[Start of Attachment]

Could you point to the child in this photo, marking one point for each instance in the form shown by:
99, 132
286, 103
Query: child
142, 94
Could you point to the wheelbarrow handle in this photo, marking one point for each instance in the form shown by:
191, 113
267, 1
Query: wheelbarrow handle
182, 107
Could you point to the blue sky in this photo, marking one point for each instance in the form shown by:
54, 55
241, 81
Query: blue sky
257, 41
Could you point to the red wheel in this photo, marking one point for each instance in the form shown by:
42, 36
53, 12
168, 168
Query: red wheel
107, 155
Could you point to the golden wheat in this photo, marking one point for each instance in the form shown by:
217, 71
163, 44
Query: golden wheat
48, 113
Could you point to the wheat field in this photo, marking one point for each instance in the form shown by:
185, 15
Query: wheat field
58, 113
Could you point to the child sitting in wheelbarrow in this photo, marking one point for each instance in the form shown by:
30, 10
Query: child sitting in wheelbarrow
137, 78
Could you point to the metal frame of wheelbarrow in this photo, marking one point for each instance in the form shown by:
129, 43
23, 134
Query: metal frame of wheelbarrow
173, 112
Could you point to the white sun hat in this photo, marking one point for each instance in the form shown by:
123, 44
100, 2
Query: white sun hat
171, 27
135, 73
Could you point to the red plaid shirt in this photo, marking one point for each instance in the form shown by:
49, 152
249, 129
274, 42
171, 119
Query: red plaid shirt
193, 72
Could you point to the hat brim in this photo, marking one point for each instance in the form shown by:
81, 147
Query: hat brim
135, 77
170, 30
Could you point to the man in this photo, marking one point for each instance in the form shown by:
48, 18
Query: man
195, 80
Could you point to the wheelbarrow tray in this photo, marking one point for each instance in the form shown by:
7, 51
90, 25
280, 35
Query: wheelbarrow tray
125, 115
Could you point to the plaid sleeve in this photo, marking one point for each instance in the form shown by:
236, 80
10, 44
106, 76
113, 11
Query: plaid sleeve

[End of Attachment]

• _What you have to do_
Which lines above include "sleeve"? Show each of them by copying it.

• _Written solution_
Could you point to the plaid sleeve in this photo, marking one point for each instance in the form shown by:
Query: plaid sleeve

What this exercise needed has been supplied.